■ Work to do ■
Copy out the lines starting at the one that contains "Card — BBoxGrounder v2**" and ending after the one that contains "(200, 301), (267, 329)", replacing "pixel coordinates" with "pixel positions" and leaving everything else the same.

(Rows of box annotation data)
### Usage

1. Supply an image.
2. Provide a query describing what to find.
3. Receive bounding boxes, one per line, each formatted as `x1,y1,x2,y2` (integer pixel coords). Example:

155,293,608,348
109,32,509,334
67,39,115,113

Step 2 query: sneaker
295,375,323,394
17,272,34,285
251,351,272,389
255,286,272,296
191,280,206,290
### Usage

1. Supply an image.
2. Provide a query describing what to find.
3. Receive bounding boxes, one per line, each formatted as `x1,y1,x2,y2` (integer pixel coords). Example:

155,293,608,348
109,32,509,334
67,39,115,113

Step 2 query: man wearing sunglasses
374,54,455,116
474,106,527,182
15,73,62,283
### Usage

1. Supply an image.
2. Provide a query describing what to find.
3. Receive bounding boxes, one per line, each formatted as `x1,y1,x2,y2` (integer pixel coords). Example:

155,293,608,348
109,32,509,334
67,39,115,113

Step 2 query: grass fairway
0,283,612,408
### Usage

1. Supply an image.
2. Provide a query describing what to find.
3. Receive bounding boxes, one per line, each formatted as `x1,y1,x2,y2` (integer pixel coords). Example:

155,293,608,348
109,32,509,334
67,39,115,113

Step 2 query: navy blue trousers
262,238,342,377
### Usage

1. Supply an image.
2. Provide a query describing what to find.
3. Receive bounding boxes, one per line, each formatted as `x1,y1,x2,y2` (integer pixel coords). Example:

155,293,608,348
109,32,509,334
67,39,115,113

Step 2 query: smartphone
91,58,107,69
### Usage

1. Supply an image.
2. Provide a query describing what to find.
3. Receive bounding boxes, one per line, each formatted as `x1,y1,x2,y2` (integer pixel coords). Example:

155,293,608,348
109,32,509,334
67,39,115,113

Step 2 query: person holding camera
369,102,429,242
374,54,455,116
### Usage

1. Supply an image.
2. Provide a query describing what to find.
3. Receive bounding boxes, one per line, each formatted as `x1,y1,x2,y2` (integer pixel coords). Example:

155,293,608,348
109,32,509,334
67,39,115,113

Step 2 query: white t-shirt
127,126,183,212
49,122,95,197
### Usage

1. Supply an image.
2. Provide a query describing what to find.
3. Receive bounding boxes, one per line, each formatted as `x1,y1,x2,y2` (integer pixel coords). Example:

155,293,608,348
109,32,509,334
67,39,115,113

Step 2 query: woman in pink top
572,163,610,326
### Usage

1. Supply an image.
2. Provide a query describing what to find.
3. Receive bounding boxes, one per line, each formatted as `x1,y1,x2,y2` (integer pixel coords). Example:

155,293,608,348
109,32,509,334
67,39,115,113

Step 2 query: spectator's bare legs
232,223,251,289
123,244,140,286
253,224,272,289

* * *

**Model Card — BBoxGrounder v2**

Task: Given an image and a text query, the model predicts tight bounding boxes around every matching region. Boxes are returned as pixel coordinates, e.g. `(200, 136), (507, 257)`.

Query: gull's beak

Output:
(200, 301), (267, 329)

■ Final result ■
**Model Card — BBoxGrounder v2**

Task: Given an image and a text query, the model predicts tight bounding boxes around every matching region. Boxes are returned as pixel positions, e.g. `(200, 136), (507, 257)`.

Query: gull's beak

Output:
(200, 301), (267, 329)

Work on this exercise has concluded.